:: Daten zur Aufgabe

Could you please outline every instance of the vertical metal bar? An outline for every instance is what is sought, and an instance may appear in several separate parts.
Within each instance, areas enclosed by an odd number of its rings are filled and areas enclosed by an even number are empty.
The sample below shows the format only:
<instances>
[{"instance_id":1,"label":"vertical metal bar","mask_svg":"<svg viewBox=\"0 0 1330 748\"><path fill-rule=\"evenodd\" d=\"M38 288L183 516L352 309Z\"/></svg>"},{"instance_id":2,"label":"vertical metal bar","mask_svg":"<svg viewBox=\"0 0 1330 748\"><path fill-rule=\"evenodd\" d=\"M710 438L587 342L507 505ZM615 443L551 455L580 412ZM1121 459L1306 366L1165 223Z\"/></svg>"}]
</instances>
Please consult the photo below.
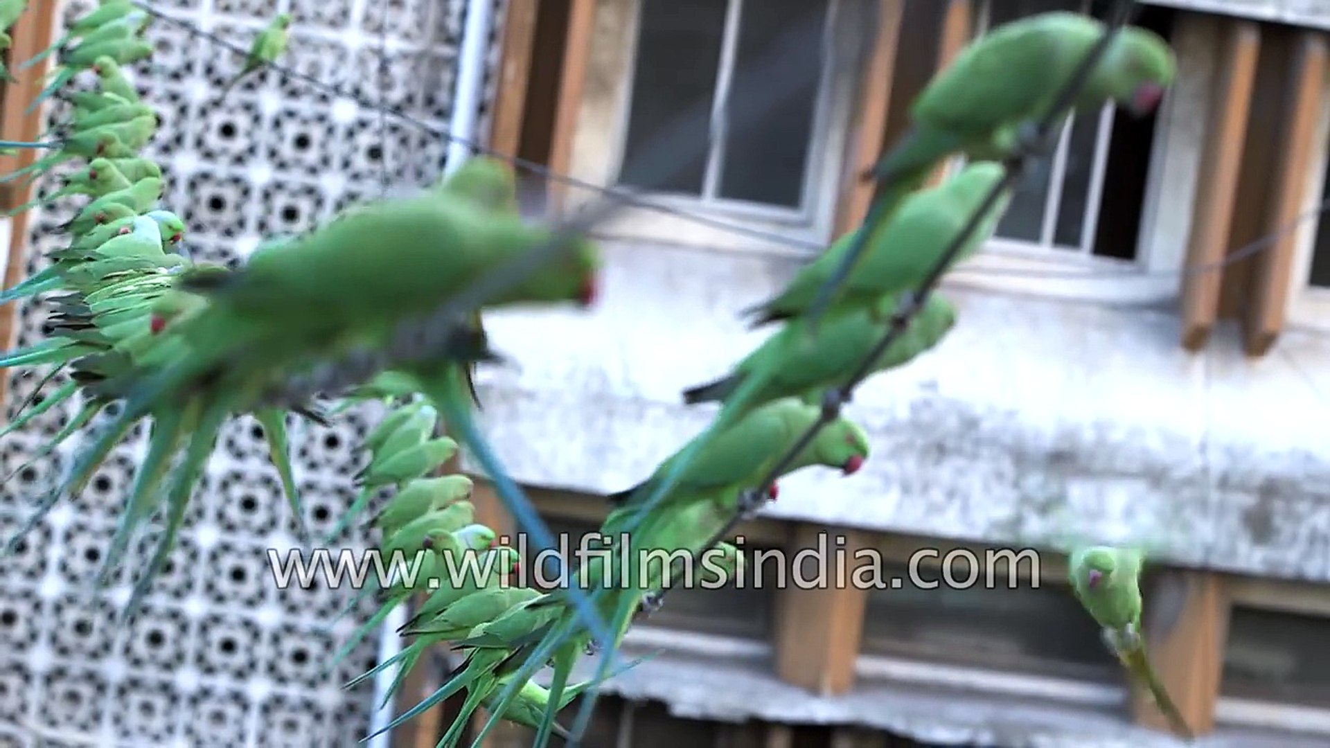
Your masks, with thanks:
<instances>
[{"instance_id":1,"label":"vertical metal bar","mask_svg":"<svg viewBox=\"0 0 1330 748\"><path fill-rule=\"evenodd\" d=\"M1085 213L1081 221L1080 245L1085 254L1095 254L1095 232L1099 230L1099 212L1104 198L1104 172L1108 170L1108 146L1113 142L1113 105L1105 104L1099 112L1099 133L1095 136L1095 161L1091 164L1089 190L1085 193ZM1136 248L1132 249L1136 258Z\"/></svg>"}]
</instances>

::::

- **Schriftliche Aufgabe**
Gib alle oben stehenden Daten Zeile für Zeile unverändert wieder. Die Bilder lässt du dabei weg.

- **Lösung der Aufgabe**
Could you please outline every instance of the vertical metal bar? An outline for every instance is what is sought, and an instance may appear in several separate parts.
Within each instance, areas enclosed by an odd number of its rings are filled and areas enclosed by an even number are empty.
The sample below shows the format only:
<instances>
[{"instance_id":1,"label":"vertical metal bar","mask_svg":"<svg viewBox=\"0 0 1330 748\"><path fill-rule=\"evenodd\" d=\"M38 288L183 516L352 309Z\"/></svg>"},{"instance_id":2,"label":"vertical metal bar","mask_svg":"<svg viewBox=\"0 0 1330 748\"><path fill-rule=\"evenodd\" d=\"M710 438L587 342L507 505ZM615 443L551 455L580 412ZM1121 459L1306 366L1165 223Z\"/></svg>"}]
</instances>
Please consult the photo below.
Your masks, with thanks:
<instances>
[{"instance_id":1,"label":"vertical metal bar","mask_svg":"<svg viewBox=\"0 0 1330 748\"><path fill-rule=\"evenodd\" d=\"M1085 213L1081 221L1080 245L1085 254L1095 254L1095 232L1099 230L1099 212L1104 198L1104 172L1108 170L1108 146L1113 142L1113 105L1105 104L1099 112L1099 133L1095 136L1095 161L1091 164L1089 190L1085 193ZM1136 248L1132 249L1136 258Z\"/></svg>"}]
</instances>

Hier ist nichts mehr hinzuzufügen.